▶ _WHAT IS REQUIRED_
Pull every line from the listing below that contains the string "post", and copy each one in full. Case counts.

▶ _MATERIAL SHOWN_
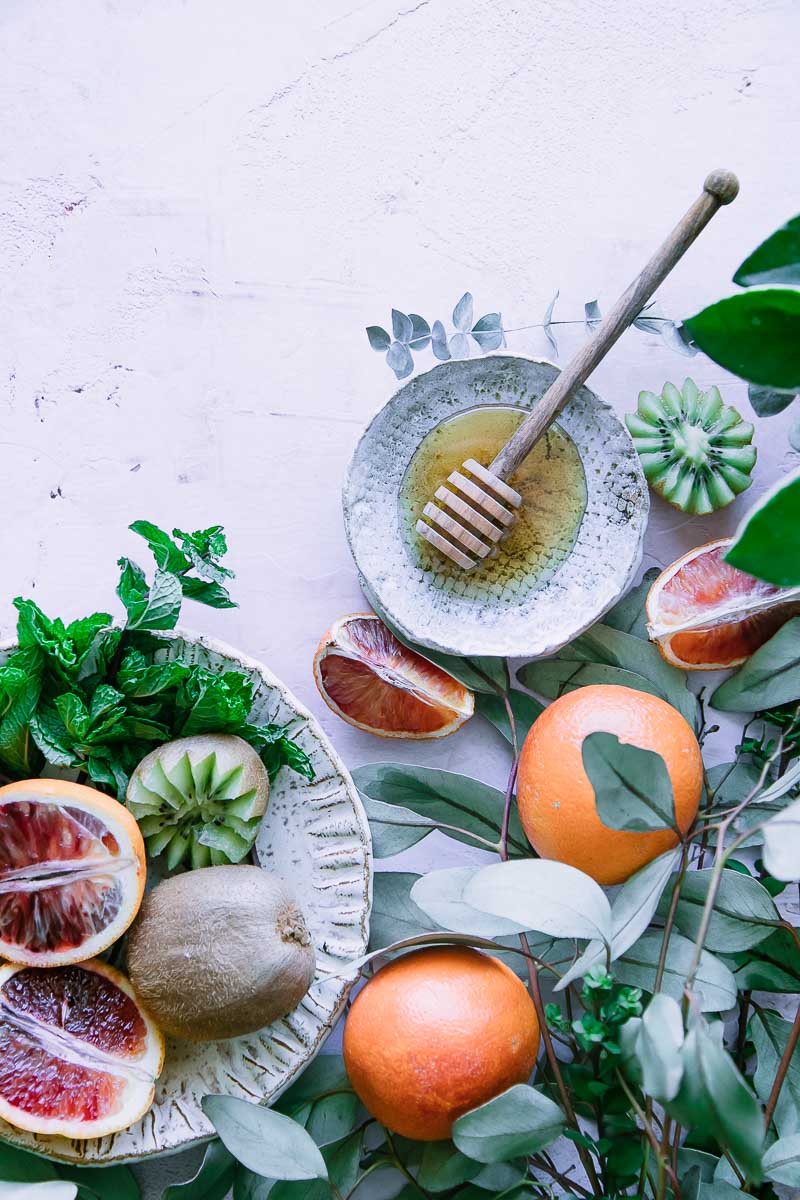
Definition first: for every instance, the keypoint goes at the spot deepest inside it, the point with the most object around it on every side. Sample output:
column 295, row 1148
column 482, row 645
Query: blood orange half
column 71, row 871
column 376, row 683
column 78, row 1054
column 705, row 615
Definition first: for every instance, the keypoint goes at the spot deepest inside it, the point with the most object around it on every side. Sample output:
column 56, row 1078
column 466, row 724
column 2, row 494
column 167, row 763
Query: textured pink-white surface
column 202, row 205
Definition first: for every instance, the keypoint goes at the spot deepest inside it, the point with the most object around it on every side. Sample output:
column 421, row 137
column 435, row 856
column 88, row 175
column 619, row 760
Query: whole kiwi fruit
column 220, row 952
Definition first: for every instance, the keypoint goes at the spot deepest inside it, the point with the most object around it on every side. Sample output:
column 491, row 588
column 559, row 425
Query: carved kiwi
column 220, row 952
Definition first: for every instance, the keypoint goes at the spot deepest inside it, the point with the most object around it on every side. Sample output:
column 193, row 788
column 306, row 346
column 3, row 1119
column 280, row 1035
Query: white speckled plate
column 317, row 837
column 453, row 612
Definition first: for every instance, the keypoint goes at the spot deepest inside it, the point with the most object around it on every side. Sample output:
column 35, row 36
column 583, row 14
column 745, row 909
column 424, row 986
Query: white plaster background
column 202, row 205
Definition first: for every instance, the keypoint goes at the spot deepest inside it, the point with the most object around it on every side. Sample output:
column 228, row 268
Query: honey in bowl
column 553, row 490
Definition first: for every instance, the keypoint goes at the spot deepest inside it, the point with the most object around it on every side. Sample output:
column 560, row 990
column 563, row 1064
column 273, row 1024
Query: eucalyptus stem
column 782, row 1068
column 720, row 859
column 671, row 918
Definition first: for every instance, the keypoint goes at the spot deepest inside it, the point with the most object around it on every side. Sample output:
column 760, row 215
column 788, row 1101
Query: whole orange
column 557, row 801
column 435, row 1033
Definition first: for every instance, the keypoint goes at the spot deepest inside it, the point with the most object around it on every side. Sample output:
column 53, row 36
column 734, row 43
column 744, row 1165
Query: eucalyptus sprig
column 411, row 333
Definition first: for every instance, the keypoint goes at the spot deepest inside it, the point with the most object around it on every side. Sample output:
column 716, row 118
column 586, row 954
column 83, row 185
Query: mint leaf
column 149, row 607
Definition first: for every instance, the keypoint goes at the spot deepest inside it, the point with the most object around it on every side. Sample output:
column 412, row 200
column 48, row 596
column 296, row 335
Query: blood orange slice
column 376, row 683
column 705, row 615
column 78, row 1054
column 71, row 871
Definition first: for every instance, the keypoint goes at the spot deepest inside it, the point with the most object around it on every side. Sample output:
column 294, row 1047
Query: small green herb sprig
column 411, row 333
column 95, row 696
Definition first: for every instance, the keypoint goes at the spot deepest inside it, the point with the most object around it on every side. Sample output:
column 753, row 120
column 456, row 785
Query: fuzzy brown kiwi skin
* * *
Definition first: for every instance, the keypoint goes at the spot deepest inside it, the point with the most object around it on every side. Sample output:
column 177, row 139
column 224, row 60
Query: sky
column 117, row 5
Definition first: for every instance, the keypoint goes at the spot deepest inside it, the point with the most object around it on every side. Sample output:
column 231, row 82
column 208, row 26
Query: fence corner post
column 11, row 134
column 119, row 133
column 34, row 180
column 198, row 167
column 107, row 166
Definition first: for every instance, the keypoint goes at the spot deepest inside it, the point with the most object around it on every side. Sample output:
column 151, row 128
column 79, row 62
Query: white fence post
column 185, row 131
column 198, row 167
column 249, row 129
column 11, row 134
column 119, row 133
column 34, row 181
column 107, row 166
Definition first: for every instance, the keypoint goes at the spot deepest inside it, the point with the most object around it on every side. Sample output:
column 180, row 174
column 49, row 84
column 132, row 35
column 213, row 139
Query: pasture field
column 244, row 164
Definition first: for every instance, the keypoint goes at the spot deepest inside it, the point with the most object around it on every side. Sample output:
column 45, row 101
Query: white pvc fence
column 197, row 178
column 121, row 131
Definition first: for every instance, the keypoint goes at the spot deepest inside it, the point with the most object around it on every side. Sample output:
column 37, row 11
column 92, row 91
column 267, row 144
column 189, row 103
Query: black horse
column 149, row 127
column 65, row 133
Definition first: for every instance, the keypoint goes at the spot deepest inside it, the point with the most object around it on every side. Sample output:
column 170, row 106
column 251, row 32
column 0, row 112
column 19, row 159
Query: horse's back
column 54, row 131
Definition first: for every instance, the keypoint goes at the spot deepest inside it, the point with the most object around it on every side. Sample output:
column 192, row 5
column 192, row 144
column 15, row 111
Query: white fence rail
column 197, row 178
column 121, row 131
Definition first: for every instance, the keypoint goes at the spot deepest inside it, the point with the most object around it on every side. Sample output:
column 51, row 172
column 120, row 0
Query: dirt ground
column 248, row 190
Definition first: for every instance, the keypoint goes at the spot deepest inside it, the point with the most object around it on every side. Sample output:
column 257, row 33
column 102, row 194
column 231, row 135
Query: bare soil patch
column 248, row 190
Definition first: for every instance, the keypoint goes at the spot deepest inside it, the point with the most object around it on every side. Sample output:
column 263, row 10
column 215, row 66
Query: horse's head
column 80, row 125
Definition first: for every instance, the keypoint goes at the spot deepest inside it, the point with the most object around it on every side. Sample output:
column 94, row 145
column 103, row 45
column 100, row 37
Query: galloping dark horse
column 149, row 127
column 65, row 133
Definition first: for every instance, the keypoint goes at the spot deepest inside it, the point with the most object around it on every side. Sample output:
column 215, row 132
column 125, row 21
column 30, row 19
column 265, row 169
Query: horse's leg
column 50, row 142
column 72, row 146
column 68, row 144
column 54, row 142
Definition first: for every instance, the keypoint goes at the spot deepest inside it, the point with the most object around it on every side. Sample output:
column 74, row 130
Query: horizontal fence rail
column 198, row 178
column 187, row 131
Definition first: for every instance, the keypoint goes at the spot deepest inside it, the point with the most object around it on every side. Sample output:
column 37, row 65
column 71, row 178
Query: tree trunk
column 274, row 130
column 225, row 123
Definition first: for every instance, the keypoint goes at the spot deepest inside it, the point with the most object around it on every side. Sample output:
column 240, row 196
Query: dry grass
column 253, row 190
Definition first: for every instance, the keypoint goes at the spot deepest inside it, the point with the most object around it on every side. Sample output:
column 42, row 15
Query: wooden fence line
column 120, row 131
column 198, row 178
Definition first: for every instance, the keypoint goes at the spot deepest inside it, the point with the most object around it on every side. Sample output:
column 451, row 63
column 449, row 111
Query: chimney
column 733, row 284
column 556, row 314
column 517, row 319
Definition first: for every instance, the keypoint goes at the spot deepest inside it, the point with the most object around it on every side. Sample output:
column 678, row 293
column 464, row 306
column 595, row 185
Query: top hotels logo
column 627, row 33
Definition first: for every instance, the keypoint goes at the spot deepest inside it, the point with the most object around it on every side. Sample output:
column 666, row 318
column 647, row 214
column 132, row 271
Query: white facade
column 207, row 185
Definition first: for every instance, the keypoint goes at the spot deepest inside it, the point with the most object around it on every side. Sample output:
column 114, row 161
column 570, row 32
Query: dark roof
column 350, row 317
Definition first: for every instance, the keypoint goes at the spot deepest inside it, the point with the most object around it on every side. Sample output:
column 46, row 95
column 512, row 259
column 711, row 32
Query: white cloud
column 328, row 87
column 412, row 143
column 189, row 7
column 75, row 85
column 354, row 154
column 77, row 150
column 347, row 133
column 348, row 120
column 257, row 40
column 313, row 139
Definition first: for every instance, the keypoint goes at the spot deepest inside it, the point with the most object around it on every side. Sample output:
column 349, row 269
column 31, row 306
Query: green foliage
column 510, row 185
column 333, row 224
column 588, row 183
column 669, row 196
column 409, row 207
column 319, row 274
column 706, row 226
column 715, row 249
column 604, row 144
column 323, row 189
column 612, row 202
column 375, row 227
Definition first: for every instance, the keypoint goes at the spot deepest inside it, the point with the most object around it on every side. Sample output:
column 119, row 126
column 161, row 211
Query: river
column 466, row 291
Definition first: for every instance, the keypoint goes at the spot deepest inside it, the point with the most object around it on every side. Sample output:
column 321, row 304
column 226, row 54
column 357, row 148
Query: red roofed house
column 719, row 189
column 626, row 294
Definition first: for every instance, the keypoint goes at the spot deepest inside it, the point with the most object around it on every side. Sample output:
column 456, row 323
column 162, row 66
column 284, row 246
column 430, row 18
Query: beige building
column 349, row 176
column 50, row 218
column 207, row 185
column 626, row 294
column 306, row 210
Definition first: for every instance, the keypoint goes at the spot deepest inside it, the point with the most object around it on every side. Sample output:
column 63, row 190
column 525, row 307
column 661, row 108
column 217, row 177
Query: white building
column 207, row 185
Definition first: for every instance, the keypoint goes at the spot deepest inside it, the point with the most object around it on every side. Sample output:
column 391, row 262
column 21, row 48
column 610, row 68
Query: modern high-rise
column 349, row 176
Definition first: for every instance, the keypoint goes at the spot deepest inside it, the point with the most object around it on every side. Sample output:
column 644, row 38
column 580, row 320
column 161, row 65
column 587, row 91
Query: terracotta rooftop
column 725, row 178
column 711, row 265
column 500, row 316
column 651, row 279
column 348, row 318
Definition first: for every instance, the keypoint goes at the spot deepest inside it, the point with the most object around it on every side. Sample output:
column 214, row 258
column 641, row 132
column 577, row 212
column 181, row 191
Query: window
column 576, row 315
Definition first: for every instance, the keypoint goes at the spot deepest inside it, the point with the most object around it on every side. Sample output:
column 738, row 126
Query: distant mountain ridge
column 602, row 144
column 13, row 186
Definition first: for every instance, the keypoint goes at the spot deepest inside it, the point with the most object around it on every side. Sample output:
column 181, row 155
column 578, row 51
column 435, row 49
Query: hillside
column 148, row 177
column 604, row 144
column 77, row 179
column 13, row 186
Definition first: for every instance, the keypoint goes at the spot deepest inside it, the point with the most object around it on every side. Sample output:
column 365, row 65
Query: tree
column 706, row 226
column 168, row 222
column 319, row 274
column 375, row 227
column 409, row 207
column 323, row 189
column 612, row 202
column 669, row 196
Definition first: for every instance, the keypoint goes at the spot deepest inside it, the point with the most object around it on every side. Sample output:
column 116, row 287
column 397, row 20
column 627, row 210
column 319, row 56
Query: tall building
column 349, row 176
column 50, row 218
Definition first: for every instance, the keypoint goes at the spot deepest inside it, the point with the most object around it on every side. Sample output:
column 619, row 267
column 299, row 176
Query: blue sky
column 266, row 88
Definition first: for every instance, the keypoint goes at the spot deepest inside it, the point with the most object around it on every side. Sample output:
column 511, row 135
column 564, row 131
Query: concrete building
* * *
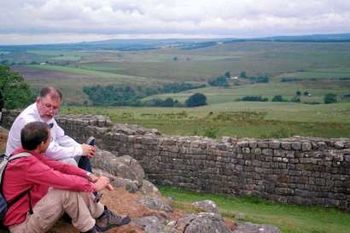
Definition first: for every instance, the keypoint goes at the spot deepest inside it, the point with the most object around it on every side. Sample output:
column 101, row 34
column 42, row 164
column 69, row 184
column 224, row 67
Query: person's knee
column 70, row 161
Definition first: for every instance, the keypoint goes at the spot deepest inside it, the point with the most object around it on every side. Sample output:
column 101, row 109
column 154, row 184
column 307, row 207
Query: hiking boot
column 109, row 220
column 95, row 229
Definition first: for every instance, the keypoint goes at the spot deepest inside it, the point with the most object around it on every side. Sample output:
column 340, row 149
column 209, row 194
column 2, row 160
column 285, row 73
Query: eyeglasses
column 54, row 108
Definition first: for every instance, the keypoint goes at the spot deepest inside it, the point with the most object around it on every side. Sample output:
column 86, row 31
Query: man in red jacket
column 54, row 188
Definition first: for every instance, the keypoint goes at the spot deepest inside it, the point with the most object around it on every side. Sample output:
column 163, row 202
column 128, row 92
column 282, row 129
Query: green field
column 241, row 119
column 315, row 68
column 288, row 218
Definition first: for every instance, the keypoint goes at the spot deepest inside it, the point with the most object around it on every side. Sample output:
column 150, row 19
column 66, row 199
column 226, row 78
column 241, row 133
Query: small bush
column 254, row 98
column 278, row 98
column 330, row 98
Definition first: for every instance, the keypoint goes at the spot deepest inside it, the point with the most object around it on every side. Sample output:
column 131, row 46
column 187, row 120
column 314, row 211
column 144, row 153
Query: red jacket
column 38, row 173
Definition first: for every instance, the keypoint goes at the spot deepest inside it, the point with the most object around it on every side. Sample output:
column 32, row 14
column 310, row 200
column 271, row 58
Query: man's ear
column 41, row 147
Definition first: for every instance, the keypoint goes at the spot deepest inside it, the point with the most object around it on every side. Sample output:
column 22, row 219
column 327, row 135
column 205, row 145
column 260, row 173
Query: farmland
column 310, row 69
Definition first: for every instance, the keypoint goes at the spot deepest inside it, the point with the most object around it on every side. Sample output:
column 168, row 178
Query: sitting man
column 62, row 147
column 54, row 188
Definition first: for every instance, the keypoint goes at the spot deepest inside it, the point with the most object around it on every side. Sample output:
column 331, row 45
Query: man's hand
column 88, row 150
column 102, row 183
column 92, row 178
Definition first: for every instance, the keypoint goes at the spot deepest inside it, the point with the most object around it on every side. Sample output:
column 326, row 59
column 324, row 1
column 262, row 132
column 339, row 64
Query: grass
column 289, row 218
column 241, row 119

▶ _RESULT FOR THIS EXERCISE_
Query: fence corner post
Query: white fence post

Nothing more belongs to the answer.